** Begin Material **

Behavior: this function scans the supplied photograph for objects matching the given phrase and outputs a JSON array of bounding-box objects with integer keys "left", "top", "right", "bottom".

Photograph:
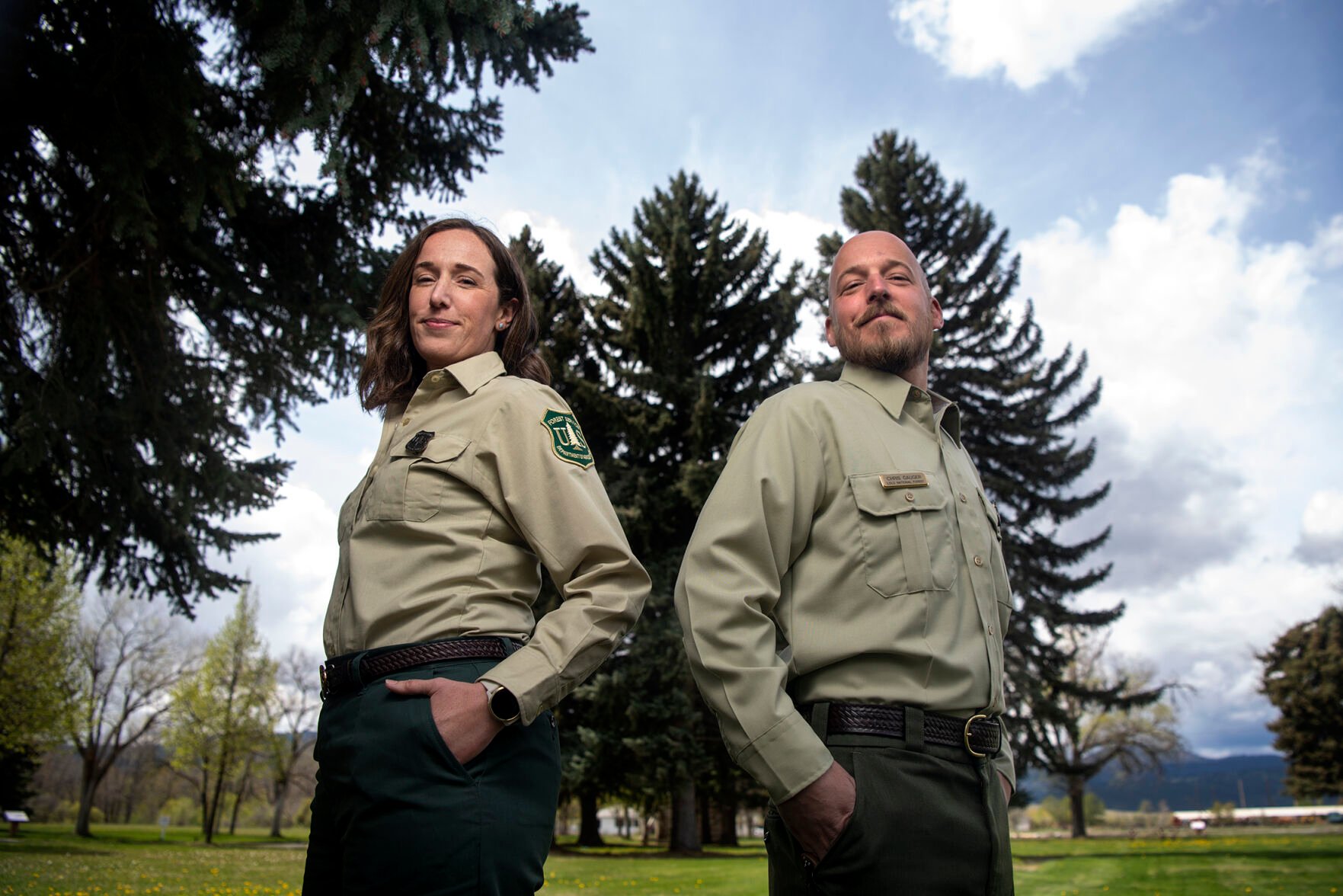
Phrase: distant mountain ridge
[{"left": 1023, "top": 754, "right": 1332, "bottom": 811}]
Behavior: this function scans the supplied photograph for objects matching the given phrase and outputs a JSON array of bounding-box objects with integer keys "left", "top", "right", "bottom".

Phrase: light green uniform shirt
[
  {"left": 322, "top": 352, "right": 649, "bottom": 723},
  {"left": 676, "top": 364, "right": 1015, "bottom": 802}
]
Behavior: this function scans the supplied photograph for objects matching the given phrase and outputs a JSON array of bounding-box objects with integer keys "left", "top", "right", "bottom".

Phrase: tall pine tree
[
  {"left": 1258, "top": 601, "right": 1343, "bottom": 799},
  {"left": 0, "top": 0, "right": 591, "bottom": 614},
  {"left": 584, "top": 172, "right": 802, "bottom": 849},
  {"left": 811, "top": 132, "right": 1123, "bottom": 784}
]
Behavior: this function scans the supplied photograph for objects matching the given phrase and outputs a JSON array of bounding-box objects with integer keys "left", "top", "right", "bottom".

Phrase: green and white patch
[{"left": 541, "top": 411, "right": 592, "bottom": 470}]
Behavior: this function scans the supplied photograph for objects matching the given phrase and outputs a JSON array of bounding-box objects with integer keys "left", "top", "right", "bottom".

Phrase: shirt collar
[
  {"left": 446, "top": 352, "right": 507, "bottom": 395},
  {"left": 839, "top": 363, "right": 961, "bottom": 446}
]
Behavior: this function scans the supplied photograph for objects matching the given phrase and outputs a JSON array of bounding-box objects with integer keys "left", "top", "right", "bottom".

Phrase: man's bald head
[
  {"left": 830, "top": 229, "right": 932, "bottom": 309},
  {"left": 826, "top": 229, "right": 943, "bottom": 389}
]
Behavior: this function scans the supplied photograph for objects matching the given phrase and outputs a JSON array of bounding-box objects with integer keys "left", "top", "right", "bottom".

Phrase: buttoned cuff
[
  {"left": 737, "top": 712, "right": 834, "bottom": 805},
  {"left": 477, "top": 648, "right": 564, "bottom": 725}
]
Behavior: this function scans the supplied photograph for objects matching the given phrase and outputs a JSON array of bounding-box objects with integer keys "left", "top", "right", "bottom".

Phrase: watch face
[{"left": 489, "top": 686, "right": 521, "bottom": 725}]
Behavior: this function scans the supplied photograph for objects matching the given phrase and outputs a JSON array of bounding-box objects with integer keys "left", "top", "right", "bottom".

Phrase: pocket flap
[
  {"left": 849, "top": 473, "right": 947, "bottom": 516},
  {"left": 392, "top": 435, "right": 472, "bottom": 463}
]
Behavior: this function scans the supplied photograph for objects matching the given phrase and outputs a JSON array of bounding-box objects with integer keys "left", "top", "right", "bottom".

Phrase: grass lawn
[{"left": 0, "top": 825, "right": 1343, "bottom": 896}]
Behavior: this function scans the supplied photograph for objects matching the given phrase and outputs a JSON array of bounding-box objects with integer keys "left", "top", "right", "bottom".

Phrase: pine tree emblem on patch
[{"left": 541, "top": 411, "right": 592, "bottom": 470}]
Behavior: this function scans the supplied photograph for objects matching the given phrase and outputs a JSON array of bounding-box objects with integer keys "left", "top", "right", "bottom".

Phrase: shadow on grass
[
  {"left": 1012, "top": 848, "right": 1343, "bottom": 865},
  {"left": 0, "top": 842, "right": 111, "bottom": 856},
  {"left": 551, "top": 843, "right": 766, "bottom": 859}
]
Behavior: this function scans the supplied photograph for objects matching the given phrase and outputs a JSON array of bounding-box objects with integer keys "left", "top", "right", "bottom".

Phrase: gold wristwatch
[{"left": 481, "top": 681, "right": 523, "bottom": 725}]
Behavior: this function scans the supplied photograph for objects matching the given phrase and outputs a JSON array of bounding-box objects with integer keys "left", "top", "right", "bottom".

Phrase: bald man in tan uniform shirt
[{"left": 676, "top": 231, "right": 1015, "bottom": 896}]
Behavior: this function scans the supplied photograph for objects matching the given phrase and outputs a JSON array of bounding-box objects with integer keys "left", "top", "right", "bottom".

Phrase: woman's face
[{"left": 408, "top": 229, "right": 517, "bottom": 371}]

** End Material **
** Begin Material **

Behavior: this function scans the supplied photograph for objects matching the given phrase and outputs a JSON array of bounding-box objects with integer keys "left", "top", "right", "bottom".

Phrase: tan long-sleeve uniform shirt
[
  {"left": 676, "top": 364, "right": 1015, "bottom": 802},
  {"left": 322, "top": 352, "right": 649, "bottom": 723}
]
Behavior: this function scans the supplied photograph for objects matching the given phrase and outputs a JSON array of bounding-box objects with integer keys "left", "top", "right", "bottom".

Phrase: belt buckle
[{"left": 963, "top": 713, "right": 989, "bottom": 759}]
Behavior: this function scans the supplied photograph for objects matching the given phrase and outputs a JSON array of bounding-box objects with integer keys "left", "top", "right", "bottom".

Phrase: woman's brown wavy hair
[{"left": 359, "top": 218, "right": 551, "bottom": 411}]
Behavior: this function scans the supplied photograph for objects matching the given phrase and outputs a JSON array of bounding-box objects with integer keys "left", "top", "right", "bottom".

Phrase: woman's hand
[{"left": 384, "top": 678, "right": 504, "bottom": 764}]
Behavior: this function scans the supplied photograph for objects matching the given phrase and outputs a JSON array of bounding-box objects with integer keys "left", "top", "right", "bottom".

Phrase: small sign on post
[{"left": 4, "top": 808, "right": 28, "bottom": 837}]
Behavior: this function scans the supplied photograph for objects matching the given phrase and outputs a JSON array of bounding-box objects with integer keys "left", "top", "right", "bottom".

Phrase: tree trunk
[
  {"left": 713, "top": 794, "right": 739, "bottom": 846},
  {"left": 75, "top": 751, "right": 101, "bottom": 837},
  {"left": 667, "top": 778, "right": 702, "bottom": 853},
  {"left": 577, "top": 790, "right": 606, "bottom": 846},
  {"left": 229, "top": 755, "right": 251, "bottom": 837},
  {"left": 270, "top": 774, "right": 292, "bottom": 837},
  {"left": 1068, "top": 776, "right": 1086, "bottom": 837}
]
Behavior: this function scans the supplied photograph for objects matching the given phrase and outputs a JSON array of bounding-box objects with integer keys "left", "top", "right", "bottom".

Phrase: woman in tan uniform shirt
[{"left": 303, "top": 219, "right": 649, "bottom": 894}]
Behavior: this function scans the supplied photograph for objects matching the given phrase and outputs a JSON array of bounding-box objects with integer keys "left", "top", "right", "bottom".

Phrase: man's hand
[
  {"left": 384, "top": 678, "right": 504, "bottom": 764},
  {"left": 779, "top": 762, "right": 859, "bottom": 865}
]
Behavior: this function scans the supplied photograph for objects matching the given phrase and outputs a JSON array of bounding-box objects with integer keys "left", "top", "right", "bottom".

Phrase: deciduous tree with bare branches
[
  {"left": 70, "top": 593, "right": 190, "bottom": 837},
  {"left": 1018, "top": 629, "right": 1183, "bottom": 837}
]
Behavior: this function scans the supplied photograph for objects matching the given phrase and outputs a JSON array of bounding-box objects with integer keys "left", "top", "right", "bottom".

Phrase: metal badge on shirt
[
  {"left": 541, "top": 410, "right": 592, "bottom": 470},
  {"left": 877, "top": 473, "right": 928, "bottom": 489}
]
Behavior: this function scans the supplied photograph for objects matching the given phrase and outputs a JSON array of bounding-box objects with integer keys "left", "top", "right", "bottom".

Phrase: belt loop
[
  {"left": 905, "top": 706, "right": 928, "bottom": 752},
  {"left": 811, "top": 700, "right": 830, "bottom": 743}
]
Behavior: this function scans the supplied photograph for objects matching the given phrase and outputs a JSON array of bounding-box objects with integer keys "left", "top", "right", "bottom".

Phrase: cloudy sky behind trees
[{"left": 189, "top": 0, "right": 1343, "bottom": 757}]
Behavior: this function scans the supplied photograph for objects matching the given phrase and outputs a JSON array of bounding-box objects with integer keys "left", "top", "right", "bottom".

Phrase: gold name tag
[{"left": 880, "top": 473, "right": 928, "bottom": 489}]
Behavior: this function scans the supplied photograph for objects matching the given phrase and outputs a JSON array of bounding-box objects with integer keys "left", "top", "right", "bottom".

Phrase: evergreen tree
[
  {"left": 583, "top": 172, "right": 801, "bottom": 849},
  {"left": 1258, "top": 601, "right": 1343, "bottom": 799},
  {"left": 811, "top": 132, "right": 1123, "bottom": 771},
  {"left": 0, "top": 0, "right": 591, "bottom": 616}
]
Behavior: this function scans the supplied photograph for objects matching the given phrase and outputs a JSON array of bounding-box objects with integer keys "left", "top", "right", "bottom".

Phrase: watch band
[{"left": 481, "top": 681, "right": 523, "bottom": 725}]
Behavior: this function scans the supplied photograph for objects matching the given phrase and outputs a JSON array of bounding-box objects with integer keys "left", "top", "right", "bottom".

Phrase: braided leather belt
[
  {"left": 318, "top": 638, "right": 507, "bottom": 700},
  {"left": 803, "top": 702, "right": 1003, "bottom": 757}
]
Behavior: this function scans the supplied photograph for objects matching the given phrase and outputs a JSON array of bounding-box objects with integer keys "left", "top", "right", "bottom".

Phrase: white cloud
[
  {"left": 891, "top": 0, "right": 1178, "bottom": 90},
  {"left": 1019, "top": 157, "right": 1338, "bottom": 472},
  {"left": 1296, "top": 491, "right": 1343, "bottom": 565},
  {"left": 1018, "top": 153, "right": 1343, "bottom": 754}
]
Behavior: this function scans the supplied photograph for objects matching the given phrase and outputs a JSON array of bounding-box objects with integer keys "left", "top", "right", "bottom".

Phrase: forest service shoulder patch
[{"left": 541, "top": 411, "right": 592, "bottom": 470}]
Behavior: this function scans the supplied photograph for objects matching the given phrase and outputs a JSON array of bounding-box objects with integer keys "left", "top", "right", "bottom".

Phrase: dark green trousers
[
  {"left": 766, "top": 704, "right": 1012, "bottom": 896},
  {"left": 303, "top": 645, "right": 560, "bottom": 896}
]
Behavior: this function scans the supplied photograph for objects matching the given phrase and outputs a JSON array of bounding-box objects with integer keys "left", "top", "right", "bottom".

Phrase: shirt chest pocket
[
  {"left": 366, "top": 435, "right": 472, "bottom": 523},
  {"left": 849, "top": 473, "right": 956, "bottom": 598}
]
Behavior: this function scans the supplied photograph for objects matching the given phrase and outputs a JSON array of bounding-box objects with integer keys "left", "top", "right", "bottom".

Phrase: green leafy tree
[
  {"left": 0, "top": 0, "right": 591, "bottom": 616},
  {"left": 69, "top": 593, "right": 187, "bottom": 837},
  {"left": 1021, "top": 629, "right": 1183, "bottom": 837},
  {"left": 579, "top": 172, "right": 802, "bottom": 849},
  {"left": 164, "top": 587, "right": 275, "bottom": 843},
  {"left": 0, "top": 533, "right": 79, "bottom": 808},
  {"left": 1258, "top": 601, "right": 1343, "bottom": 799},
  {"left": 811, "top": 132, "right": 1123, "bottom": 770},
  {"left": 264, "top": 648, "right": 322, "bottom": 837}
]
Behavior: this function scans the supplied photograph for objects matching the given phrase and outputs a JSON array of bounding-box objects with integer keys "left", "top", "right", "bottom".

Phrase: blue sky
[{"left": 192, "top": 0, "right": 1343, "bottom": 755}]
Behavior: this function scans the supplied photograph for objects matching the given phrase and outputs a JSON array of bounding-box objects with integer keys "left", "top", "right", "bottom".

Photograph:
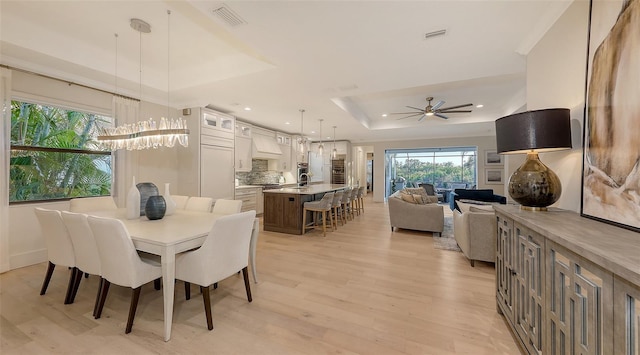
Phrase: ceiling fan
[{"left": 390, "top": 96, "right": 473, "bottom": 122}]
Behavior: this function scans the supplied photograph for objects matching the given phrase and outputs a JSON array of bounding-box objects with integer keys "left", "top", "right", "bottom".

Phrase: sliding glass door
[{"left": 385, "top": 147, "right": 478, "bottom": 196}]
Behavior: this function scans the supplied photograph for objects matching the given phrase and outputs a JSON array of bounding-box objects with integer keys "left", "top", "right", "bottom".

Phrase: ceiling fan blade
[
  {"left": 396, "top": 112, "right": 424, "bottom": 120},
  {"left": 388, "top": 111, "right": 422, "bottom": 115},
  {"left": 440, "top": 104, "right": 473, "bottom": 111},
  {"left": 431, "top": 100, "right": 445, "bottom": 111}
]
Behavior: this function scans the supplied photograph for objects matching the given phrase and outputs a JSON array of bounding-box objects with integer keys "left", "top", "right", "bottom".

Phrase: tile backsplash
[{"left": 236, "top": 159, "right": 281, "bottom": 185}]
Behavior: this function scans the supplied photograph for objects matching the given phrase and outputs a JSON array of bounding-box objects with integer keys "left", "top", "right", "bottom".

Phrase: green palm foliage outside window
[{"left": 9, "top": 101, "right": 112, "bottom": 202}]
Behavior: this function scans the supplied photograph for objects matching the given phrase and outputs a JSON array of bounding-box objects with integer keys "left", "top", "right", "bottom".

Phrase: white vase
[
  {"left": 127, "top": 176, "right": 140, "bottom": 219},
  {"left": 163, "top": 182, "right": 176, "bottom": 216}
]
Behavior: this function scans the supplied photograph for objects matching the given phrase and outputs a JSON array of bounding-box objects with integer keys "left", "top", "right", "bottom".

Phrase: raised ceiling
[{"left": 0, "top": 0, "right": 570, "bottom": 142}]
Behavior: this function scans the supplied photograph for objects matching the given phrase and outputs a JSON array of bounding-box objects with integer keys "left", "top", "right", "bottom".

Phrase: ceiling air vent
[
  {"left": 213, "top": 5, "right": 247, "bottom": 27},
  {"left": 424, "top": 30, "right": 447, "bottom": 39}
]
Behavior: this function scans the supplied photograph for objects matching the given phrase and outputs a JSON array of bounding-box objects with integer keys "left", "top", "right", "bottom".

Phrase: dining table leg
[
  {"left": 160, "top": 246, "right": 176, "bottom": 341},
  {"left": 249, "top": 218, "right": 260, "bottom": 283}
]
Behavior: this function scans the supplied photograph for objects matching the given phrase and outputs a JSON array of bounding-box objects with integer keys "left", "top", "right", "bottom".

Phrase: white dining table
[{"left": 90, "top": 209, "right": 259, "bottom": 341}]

** End Material **

Written request: From the records above, pull out each line that has the word "patch" in it and list those lines.

Result of this exercise:
Phrase: green and white patch
Phrase: pine tree emblem on patch
Phrase: forest service shoulder patch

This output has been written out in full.